━━━ SUPPLIED INFORMATION ━━━
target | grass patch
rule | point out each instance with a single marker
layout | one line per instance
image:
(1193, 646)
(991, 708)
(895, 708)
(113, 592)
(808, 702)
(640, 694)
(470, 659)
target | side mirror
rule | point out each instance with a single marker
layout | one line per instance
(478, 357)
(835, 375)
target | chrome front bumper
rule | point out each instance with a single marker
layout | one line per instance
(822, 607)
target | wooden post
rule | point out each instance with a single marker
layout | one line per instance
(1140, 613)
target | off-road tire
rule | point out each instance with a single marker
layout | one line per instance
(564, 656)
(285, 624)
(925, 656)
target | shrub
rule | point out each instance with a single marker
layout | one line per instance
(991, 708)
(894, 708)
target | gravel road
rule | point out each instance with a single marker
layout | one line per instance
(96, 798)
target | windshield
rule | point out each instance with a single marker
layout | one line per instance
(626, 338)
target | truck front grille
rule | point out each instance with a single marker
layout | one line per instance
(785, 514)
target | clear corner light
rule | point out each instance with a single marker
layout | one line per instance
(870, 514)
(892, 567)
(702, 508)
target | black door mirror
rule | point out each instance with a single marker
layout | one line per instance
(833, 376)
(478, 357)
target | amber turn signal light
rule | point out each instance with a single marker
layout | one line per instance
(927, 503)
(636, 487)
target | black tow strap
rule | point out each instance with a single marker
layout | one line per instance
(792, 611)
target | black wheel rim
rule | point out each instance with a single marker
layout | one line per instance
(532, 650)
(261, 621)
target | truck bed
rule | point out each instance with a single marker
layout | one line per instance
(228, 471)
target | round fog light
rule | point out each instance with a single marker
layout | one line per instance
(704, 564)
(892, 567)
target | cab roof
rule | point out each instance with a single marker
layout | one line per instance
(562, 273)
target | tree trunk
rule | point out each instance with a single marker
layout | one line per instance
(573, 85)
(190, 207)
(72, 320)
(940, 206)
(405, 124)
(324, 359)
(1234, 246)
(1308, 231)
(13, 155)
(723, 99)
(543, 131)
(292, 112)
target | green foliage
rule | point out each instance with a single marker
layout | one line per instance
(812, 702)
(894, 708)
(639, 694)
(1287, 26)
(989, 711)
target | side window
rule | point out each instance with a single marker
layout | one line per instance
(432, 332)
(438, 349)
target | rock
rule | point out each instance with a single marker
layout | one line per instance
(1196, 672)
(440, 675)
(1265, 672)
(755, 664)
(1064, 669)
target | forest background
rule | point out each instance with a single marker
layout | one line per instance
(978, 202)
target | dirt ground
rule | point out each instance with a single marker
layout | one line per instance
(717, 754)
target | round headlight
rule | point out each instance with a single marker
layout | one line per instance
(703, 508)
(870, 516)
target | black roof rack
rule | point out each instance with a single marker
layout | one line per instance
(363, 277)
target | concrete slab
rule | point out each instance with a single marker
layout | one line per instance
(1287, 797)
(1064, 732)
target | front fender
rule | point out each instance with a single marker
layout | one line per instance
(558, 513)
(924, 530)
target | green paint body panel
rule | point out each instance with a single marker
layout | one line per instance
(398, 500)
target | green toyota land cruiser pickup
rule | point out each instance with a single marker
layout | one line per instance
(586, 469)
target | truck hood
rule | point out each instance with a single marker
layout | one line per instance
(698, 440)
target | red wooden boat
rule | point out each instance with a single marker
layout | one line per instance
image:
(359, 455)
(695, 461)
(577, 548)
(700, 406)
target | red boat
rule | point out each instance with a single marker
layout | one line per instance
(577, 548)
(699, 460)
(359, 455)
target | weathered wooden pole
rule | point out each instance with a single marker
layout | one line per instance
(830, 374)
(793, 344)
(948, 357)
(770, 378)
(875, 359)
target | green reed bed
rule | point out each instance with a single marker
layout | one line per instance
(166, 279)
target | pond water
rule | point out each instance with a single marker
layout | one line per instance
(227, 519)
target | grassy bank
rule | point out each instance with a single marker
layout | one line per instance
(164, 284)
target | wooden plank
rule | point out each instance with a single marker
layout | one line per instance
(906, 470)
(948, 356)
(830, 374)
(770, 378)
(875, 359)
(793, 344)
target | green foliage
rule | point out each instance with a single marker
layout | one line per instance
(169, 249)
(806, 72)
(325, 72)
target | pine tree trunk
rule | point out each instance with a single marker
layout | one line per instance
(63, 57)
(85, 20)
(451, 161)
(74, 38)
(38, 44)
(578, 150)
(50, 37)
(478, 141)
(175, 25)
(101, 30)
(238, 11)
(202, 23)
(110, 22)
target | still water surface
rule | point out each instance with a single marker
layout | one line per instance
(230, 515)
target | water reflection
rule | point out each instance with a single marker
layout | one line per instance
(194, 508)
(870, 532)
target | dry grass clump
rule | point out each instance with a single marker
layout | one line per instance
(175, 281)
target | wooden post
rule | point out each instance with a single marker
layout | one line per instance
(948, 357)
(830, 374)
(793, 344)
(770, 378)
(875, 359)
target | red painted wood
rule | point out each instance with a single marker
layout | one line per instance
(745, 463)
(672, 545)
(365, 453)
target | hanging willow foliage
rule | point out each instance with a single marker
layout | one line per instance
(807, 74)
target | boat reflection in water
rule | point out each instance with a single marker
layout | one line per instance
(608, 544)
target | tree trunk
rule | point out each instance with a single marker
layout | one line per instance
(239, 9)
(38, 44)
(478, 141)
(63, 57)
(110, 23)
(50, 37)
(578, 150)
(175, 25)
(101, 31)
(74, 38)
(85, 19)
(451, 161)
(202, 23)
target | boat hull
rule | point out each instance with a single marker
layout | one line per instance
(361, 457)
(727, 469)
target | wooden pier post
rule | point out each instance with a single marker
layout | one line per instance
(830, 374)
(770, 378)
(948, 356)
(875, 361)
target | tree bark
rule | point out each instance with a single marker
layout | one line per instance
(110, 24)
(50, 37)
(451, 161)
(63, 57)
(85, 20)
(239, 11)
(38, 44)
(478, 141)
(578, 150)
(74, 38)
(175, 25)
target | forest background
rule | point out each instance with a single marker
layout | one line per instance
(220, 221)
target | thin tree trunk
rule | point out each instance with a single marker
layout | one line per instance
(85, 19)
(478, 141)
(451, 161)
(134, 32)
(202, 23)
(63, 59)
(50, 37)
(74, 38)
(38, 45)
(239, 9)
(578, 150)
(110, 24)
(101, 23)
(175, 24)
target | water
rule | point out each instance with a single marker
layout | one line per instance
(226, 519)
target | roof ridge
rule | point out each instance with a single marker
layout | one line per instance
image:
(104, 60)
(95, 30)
━━━
▸ DIRECTION: Go through the material above line by line and copy it exactly.

▸ EXERCISE ANSWER:
target | grass patch
rule | point out each instance with a single marker
layout | one line per instance
image:
(1193, 646)
(991, 708)
(895, 708)
(113, 592)
(808, 702)
(640, 694)
(470, 659)
target | side mirror
rule | point out each instance with a single marker
layout | one line per instance
(478, 357)
(835, 375)
target | chrome front bumper
rule | point out each instance with a single marker
layout | one line per instance
(822, 607)
target | wooden post
rule | point out each instance with a single marker
layout | one line per instance
(1140, 613)
target | off-road tire
rule | point out each instance with a single marker
layout | one line per instance
(564, 656)
(285, 624)
(925, 656)
target | shrub
rule | point out each instance with a single marker
layout | one line per instance
(991, 708)
(894, 708)
target | gravel road
rule | point out each instance with a single marker
layout | one line per instance
(96, 798)
target | windshield
rule | point out each instance with a single marker
layout | one line per instance
(626, 338)
target | truck front grille
rule | point out each instance with a single marker
layout | one line per instance
(785, 514)
target | clear corner light
rule | point out each instance with a single marker
layout | one line per instance
(870, 514)
(892, 567)
(702, 508)
target | black door mirror
rule | point out each instance with a single marker
layout | one line per instance
(833, 376)
(478, 357)
target | amber turn signal light
rule | point out each instance with a single marker
layout | one line per instance
(927, 503)
(636, 487)
target | black tow strap
rule | point out each instance with a single marker
layout | one line per instance
(792, 611)
target | black wheel rim
rule | point out each instance with a single marker
layout | one line per instance
(532, 650)
(261, 621)
target | truck bed
rule | point out each instance with a single marker
layout | one line per instance
(228, 471)
target | round fog light
rule | point out each instance with a single marker
layout | one line per instance
(704, 564)
(892, 567)
target | cab roof
rule | point out each instance with a single marker
layout | one line per instance
(562, 273)
target | tree trunk
rule | point out each instance with a single marker
layout | one line per instance
(573, 85)
(190, 207)
(72, 320)
(940, 206)
(405, 124)
(324, 359)
(1234, 246)
(1308, 231)
(13, 155)
(723, 99)
(543, 131)
(292, 112)
target | green foliage
rule | point out each instance with a single marker
layout | one line per instance
(812, 702)
(894, 708)
(639, 694)
(1287, 26)
(989, 711)
target | side window
rule | point out each instance with a single marker
layout | one line per instance
(432, 332)
(438, 349)
target | rock
rule | point out each instance with a single marker
layout | one line per instance
(1196, 672)
(440, 675)
(1265, 672)
(755, 664)
(1064, 669)
target | forest background
rule | point out each instance with a single marker
layout | one line per instance
(978, 202)
target | dirt ground
rule | point out each instance with a single marker
layout | one line per instance
(717, 754)
target | round headlight
rule | point out each instance with a single marker
layout | one line per instance
(703, 508)
(870, 516)
target | black roof rack
rule | point out each instance with a single marker
layout | one line per instance
(363, 277)
target | concrete slab
rule | point out each instance with a single marker
layout | one line per instance
(1287, 797)
(1064, 732)
target | front fender
rule | point out each instance with a single marker
layout | one line per instance
(558, 513)
(924, 530)
target | green paint body panel
rule | point out each instance with a single marker
layout | one line per instance
(398, 500)
target | green toyota land cruiser pickup
rule | point out each instance with a single marker
layout | one line per instance
(586, 469)
target | truck hood
rule | point out each instance with a single marker
layout | one line per instance
(698, 440)
target | red wooden boat
rule | point out each instance with a single marker
layout | one line per instance
image:
(359, 455)
(695, 461)
(577, 548)
(700, 406)
target | red boat
rule | point out each instance with a single marker
layout | one line per instance
(577, 548)
(699, 460)
(359, 455)
target | weathered wooden pole
rule | point out each instance with a single marker
layout | one line per instance
(830, 374)
(793, 344)
(948, 357)
(770, 378)
(875, 359)
target | green reed bed
rule | point out each instance with a single marker
layout | one line per instance
(166, 279)
target | pond water
rule | point out each instance with a single marker
layout | one line per instance
(227, 519)
target | grassy bank
rule | point out each instance with a single marker
layout | one line per instance
(164, 284)
target | wooden plank
rule | point out each instance with a single marker
layout | one line per instance
(906, 470)
(948, 356)
(830, 374)
(770, 378)
(875, 359)
(793, 344)
target | green foliage
rule | point out each instance with a single marker
layout | one line per instance
(169, 249)
(806, 72)
(325, 72)
target | pine tree trunk
rule | point out each instance with a single marker
layout | one line per instance
(63, 57)
(85, 20)
(451, 161)
(74, 38)
(38, 44)
(578, 150)
(50, 37)
(478, 141)
(175, 25)
(101, 30)
(238, 11)
(202, 23)
(110, 22)
target | still water surface
rule | point out each instance with a single marker
layout | one line per instance
(230, 515)
target | water reflection
rule | point out each instance with a single marker
layout | one line per instance
(194, 508)
(870, 532)
target | dry grass clump
rule | point out each instance with a single marker
layout | one line per instance
(175, 281)
target | wooden post
rule | point out each instance with a single marker
layout | one line per instance
(948, 357)
(830, 374)
(793, 344)
(770, 378)
(875, 359)
target | red painted wood
rule | point out each instance with a single marker
layout | one line per instance
(745, 463)
(672, 545)
(365, 453)
target | hanging willow foliage
rule | point out each instance with a single marker
layout | one line per instance
(807, 74)
target | boat reflection in water
rule | point out each instance with a single marker
layout | one line per instance
(608, 544)
target | tree trunk
rule | point out each instance with a single marker
layout | one line per instance
(239, 9)
(38, 44)
(478, 141)
(63, 57)
(110, 23)
(50, 37)
(578, 150)
(175, 25)
(101, 31)
(74, 38)
(85, 19)
(451, 161)
(202, 23)
target | boat hull
rule | point out each instance with a single marker
layout | one line per instance
(361, 457)
(727, 469)
target | wooden pier post
rule | point out each instance with a single marker
layout | one line per instance
(830, 374)
(770, 378)
(948, 356)
(875, 361)
target | tree bark
rule | point out each instance with a single marker
layout | one line per instance
(110, 24)
(50, 37)
(451, 161)
(63, 57)
(85, 20)
(239, 11)
(38, 44)
(478, 141)
(578, 150)
(74, 38)
(175, 25)
target | forest background
rule | point out each instance with a single marker
layout | one line per instance
(220, 221)
target | thin tree trunk
rule | point out each instance with a single marker
layout | one line per instance
(85, 19)
(478, 141)
(451, 161)
(134, 32)
(202, 23)
(63, 59)
(50, 37)
(74, 38)
(38, 45)
(239, 9)
(578, 150)
(110, 24)
(101, 23)
(175, 24)
target | water
rule | point out each instance with a single marker
layout | one line per instance
(226, 519)
target | roof ridge
rule | point out each instance with a single marker
layout | one line per instance
image:
(104, 60)
(95, 30)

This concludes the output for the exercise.